What the exercise asks:
Please give again, word for word, the line that contains "Locate the sky, returning" and every line after it to the end of the data, with no other lines.

Task inputs:
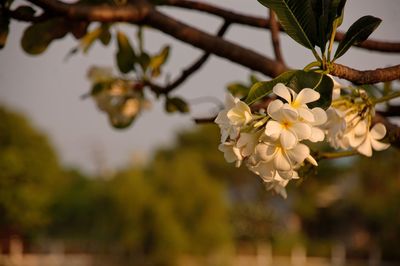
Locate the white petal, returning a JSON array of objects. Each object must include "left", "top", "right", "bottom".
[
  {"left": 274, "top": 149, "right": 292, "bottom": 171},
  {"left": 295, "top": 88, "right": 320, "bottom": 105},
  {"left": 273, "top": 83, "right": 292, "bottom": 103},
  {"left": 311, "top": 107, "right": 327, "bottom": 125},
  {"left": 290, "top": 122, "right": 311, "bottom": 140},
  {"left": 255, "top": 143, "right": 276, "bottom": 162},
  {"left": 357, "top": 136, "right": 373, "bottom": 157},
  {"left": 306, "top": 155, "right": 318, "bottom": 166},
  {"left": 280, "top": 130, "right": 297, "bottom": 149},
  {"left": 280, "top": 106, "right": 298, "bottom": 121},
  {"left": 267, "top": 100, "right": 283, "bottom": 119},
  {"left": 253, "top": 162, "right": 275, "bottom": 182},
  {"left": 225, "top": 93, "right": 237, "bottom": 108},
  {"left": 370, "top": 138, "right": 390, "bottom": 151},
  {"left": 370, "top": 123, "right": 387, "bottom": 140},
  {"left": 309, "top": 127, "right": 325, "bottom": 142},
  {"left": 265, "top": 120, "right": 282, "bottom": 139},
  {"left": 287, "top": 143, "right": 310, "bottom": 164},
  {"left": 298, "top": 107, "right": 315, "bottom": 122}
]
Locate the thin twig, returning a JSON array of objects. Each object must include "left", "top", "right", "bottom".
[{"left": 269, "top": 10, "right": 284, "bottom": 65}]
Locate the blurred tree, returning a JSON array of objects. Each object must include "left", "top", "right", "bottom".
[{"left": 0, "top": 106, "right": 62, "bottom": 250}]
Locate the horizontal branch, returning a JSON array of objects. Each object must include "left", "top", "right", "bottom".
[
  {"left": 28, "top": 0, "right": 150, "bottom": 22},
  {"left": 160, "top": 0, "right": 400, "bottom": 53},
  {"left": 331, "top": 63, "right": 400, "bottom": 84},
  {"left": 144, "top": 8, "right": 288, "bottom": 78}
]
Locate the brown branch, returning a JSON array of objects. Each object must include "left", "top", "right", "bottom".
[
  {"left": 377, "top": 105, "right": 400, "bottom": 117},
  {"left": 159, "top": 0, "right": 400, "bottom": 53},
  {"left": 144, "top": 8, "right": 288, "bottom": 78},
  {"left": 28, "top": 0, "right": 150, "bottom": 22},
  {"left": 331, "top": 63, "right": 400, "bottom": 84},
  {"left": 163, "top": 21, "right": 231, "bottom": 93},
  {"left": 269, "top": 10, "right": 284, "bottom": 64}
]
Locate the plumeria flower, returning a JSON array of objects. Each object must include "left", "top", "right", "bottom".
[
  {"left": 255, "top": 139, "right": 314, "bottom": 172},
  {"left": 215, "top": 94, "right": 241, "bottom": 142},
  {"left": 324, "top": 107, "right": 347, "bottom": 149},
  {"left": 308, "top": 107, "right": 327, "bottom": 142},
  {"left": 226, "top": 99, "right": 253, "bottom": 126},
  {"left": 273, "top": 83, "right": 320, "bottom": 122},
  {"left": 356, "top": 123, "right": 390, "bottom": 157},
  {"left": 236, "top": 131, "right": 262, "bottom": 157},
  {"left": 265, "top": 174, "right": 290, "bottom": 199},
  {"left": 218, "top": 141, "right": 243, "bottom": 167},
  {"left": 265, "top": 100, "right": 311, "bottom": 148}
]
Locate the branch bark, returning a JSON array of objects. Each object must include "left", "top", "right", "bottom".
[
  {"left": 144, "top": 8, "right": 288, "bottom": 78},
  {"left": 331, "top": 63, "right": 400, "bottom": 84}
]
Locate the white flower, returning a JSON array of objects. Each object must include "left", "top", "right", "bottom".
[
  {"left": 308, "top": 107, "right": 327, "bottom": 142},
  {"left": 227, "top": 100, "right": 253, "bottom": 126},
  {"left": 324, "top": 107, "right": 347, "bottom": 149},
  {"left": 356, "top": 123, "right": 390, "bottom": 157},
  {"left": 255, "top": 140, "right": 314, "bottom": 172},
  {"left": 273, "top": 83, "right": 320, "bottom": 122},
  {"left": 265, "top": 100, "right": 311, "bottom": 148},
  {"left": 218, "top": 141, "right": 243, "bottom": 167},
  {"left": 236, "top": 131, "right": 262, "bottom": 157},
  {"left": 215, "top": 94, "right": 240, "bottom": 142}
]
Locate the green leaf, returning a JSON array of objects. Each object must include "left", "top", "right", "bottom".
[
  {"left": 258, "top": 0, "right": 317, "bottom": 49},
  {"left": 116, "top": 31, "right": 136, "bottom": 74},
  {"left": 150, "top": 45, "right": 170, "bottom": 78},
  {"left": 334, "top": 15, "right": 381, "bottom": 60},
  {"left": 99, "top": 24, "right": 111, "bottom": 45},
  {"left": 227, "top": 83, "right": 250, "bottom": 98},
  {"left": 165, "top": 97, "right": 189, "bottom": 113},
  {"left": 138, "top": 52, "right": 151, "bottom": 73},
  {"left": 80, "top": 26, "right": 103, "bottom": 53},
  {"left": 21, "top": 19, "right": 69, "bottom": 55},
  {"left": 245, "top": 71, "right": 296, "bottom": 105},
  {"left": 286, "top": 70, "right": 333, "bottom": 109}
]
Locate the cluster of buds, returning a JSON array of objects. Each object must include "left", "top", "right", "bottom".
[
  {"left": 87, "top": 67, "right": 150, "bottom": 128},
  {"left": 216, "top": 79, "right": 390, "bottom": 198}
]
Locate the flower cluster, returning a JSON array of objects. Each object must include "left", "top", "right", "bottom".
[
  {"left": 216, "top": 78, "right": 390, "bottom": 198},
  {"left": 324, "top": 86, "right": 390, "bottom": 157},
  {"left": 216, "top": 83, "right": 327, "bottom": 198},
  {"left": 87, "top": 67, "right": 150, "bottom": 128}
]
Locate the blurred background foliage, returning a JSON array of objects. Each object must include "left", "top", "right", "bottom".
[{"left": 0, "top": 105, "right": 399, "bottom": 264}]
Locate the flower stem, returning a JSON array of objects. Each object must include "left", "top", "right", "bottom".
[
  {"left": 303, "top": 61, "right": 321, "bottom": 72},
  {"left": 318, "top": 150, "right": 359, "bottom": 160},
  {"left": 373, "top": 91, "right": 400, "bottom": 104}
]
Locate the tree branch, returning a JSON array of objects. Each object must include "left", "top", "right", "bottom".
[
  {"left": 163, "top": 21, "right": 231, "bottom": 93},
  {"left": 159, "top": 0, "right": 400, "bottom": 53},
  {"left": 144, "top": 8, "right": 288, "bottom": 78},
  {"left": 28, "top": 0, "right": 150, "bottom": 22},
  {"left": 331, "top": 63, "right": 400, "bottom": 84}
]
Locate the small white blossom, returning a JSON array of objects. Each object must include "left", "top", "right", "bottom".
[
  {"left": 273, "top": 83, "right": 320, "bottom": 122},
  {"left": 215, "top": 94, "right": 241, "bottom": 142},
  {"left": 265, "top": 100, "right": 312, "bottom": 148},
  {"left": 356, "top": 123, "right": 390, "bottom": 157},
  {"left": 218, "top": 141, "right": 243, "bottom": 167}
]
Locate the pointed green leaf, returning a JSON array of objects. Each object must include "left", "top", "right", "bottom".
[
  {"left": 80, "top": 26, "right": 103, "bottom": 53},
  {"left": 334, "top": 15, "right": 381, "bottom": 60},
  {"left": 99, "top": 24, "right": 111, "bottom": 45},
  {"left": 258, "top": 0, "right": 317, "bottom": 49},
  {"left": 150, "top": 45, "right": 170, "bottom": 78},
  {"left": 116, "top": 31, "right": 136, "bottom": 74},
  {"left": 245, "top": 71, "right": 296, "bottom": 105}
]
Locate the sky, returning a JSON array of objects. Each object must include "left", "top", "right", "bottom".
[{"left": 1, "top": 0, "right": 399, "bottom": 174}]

Task result:
Locate the sky, returning a JSON array of objects. Each object must include "left", "top", "right", "bottom".
[{"left": 1, "top": 0, "right": 399, "bottom": 174}]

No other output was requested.